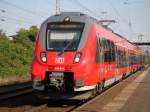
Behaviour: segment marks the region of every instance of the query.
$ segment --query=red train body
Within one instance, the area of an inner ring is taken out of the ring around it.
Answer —
[[[95,94],[140,69],[142,56],[137,46],[87,15],[54,15],[43,22],[38,33],[33,88],[51,98]]]

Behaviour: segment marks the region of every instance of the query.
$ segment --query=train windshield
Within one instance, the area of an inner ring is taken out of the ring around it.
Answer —
[[[49,24],[47,48],[51,51],[74,51],[83,31],[83,24]]]

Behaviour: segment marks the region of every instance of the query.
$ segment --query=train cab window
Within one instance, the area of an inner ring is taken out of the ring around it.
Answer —
[[[50,23],[47,26],[47,49],[74,51],[77,49],[84,25],[81,23]]]

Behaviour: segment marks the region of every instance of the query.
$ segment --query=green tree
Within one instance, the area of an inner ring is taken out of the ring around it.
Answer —
[[[38,32],[38,27],[37,26],[31,26],[29,29],[29,38],[32,42],[36,41],[37,37],[37,32]]]
[[[29,30],[21,28],[11,41],[0,30],[0,76],[26,75],[29,73],[34,43],[38,28],[31,26]]]
[[[1,40],[8,40],[6,34],[3,32],[3,30],[0,30],[0,39]]]
[[[21,28],[17,32],[15,36],[15,42],[24,45],[25,47],[30,48],[32,46],[32,41],[29,39],[29,32],[28,30]]]

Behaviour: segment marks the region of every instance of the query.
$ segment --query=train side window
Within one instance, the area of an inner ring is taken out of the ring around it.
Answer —
[[[111,61],[115,61],[116,60],[116,55],[115,55],[115,44],[114,42],[110,43],[110,49],[111,49]]]
[[[108,43],[108,49],[109,49],[109,51],[108,51],[108,61],[110,62],[110,61],[112,61],[112,54],[111,54],[111,41],[110,40],[107,40],[107,43]]]
[[[118,65],[118,67],[122,67],[123,66],[122,51],[117,50],[117,57],[118,57],[117,65]]]
[[[96,42],[96,62],[105,61],[105,50],[107,48],[106,39],[103,37],[97,37]]]
[[[112,41],[105,38],[97,38],[97,61],[111,62],[115,61],[115,45]],[[99,59],[98,59],[99,58]]]
[[[107,39],[104,39],[103,44],[104,44],[104,61],[110,62],[110,60],[111,60],[110,41]]]
[[[124,52],[122,52],[122,67],[124,67],[125,66],[125,53]]]
[[[124,67],[126,66],[126,54],[123,51],[118,50],[118,66]]]
[[[103,49],[106,47],[104,42],[104,38],[96,37],[96,57],[95,61],[96,62],[104,62],[104,51]]]
[[[107,53],[107,51],[108,51],[108,45],[107,45],[107,40],[106,39],[102,39],[101,40],[101,42],[102,42],[102,52],[104,53],[104,62],[107,62],[107,55],[108,55],[108,53]]]

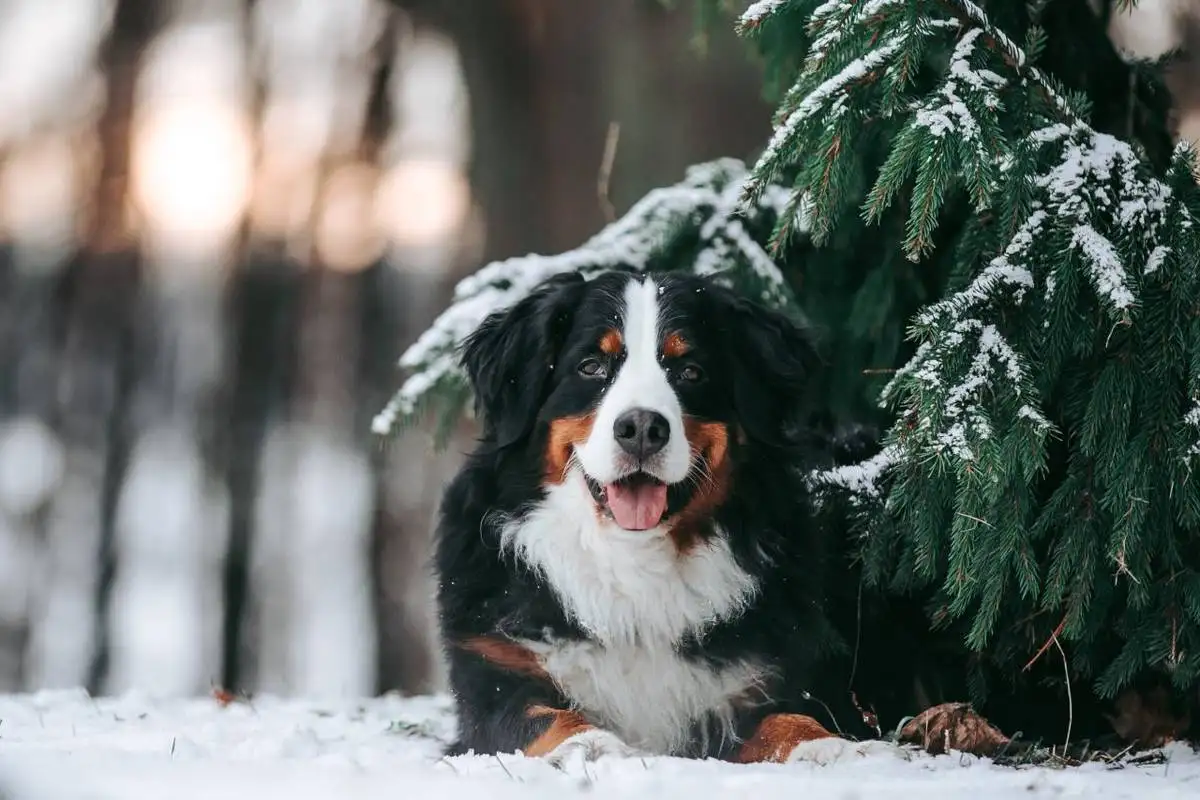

# # # # #

TASK INSTRUCTIONS = Write the listing out again in full and unchanged, minus any pictures.

SOLUTION FOR THIS TASK =
Behaviour: segment marks the region of every instance of the query.
$ segment --query=red train body
Within one instance, the area of an inner ring is taken out of the ring around it.
Answer —
[[[95,94],[140,69],[142,56],[137,46],[87,15],[54,15],[43,22],[38,33],[33,88],[51,98]]]

Behaviour: segment marks the region of every instance of the query.
$ segment --query=train windshield
Within one instance, the area of an inner ring is taken out of the ring around it.
Answer —
[[[49,24],[47,48],[51,51],[74,51],[83,31],[83,24]]]

Behaviour: segment marks the region of every instance of the query.
$ segment --query=train cab window
Within one instance, the area of an inner ring is taken out of the ring around it.
Answer —
[[[50,23],[47,26],[47,49],[74,51],[77,49],[84,25],[81,23]]]

Behaviour: segment marks the region of every instance of the query.
$ segment --query=green tree
Within one instance, the area of an inner ring is taken out of the ring around it.
Answer —
[[[38,32],[38,27],[37,26],[31,26],[29,29],[29,38],[32,42],[36,41],[37,37],[37,32]]]
[[[29,30],[21,28],[11,41],[0,30],[0,76],[26,75],[29,73],[34,43],[38,28],[31,26]]]
[[[1,40],[8,40],[6,34],[3,32],[3,30],[0,30],[0,39]]]
[[[21,28],[17,32],[15,36],[15,42],[24,45],[25,47],[30,48],[32,46],[32,41],[29,39],[29,32],[28,30]]]

Behaviour: segment marks the region of every instance of the query.
$ segment --query=train side window
Within one instance, the area of an inner ring is taken out of the ring around it.
Answer —
[[[111,61],[115,61],[116,60],[116,55],[115,55],[115,44],[114,42],[110,43],[110,49],[111,49]]]
[[[108,43],[108,49],[109,49],[109,51],[108,51],[108,61],[110,62],[110,61],[112,61],[112,54],[111,54],[111,41],[110,40],[107,40],[107,43]]]
[[[118,65],[118,67],[122,67],[123,66],[122,51],[117,50],[117,57],[118,57],[117,65]]]
[[[96,42],[96,62],[105,61],[105,50],[107,48],[106,39],[103,37],[97,37]]]
[[[112,41],[105,38],[97,38],[97,61],[111,62],[115,61],[115,45]],[[99,59],[98,59],[99,58]]]
[[[107,39],[104,39],[103,44],[104,44],[104,61],[110,62],[110,60],[111,60],[110,41]]]
[[[124,52],[122,52],[122,67],[124,67],[125,66],[125,53]]]
[[[124,67],[126,66],[126,54],[123,51],[118,50],[118,66]]]
[[[103,49],[106,47],[104,42],[104,38],[96,37],[96,57],[95,61],[96,62],[104,62],[104,51]]]
[[[107,53],[107,51],[108,51],[108,45],[107,45],[107,40],[106,39],[102,39],[101,40],[101,42],[102,42],[102,52],[104,53],[104,62],[107,62],[107,55],[108,55],[108,53]]]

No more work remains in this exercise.